(Źródło)
------------------------------------------------------------------------

Zdaniem minister Kultury i Dziedzictwa Narodowego prof. Małgorzaty Omilanowskiej piątkowy koncert w Rzeszowie, w którym wystąpią w duetach, tzw. kolektywach, artyści polscy i zagraniczni, to okazja do świętowania zwycięstwa, jakie Ukraina odniosła na arenie międzynarodowej.
Unia Europejska podpisała w piątek w Brukseli umowy stowarzyszeniowe z Gruzją i Mołdawią oraz drugą część umowy z Ukrainą, dotyczącą przede wszystkim wolnego handlu. W piątek wieczorem w Rzeszowie w ramach Europejskiego Stadionu Kultury odbywa się Koncert Kolektywy pod hasłem „Gramy dla Ukrainy”. Na scenie grają w nietypowych, często niepowtarzalnych duetach artyści polscy i zagraniczni, w tym także ze Wschodu.
„Dzisiejszy koncert to okazja do tego, żebyśmy wszyscy razem świętowali to zwycięstwo i myślę, że też okazja do tego, żeby uświadomić sobie, jak można budować dzisiaj mosty, które połączą znowu dobrą nicią przyjaźni mądrej i potrzebnej obu stronom po setkach lat wspólnej, powikłanej, czasami niełatwej historii, ale takiej, z której możemy wynieść pozytywne myśli i zbudować na przyszłość naprawdę dobrą współpracę” – powiedziała minister ma wieczornej konferencji prasowej w Rzeszowie.
W podobnym tonie wypowiedział się też minister Kultury Ukrainy Yevgien Nishchuk. Jego zdaniem termin piątkowego koncertu, który przypadł właśnie w dniu podpisania umowy stowarzyszeniowej Ukrainy z UE, jest niezwykłym, nadzwyczajnym symbolem.
„Symboliczne jest również to, że to Polska była tym naszym oknem prawdy i otwartości w czasach Majdanu, że stanowiła takie kulturalne okno dla nas do Europy. Dzisiaj spotykając się w Rzeszowie możemy zademonstrować, że jesteśmy jedną wielką kulturalną rodziną” – powiedział Nishchuk.
W opinii minister Omilanowskiej Ukraina odniosła wielkie zwycięstwo na arenie międzynarodowej podpisując „najważniejszy etap paktu stowarzyszeniowego”.

------------------------------------------------------------------------

(Wyodrębnione wiersze)

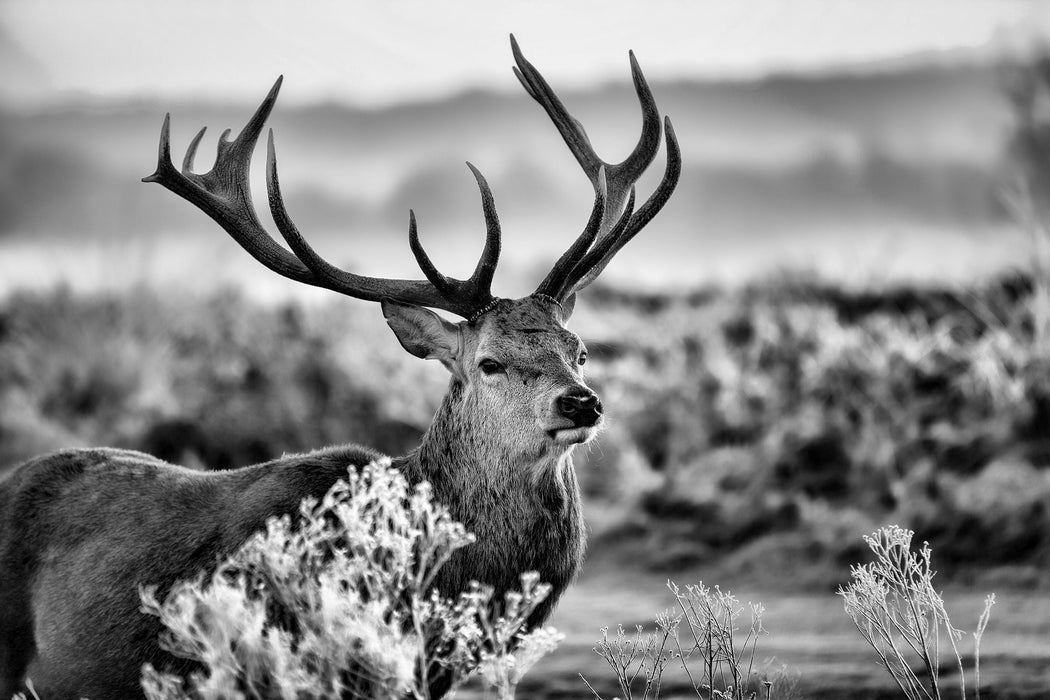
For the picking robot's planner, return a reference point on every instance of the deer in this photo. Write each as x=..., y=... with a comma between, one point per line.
x=81, y=530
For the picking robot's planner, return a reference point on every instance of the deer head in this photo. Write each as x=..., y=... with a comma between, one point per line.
x=513, y=363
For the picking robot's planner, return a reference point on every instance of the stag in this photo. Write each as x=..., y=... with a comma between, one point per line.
x=81, y=530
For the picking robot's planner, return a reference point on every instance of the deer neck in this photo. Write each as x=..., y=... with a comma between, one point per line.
x=474, y=473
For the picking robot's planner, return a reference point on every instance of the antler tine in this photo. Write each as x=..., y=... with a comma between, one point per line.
x=599, y=257
x=370, y=289
x=225, y=195
x=554, y=281
x=223, y=192
x=613, y=183
x=481, y=280
x=622, y=175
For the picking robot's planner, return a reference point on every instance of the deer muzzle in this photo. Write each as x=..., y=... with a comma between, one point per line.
x=581, y=406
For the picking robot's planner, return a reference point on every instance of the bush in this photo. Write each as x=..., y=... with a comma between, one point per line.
x=338, y=602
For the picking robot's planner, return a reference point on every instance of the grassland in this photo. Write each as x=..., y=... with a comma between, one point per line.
x=754, y=436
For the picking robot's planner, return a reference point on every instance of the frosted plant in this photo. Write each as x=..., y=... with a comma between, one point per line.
x=339, y=602
x=897, y=610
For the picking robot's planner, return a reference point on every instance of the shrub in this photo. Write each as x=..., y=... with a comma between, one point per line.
x=897, y=610
x=708, y=636
x=338, y=602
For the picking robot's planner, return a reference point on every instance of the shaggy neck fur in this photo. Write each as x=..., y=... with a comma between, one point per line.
x=524, y=509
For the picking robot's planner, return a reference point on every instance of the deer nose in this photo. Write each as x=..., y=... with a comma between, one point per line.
x=580, y=405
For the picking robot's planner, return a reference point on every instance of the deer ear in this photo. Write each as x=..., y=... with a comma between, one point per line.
x=421, y=332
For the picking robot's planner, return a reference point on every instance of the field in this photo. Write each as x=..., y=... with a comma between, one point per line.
x=754, y=437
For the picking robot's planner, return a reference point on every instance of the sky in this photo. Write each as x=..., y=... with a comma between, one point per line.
x=380, y=52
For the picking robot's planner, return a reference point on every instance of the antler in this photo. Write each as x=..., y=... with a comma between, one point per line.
x=224, y=194
x=613, y=220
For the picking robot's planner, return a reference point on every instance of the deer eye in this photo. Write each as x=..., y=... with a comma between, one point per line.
x=490, y=366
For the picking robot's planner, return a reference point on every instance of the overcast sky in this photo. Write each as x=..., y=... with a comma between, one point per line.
x=393, y=50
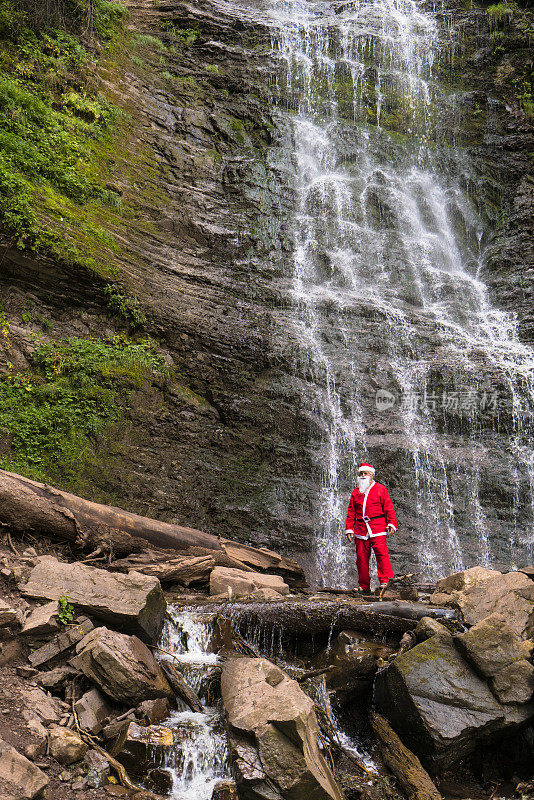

------------------------------------------------------------------------

(Wymagania)
Odpowiedz krótko na pytania do tekstu o koncercie w Rzeszowie.
1. Z jakimi krajami Unia Europejska podpisała w piątek w Brukseli umowy?
2. Pod jakim hasłem odbywa się Koncert Kolektywy?
3. Czym według Nishchuka była Polska dla Ukrainy w czasach Majdanu?

(Rozwiązanie)
1. Z Gruzją i Mołdawią (umowy stowarzyszeniowe) oraz z Ukrainą (druga część umowy, głównie o wolnym handlu).
2. „Gramy dla Ukrainy”.
3. Oknem prawdy i otwartości, kulturalnym oknem do Europy.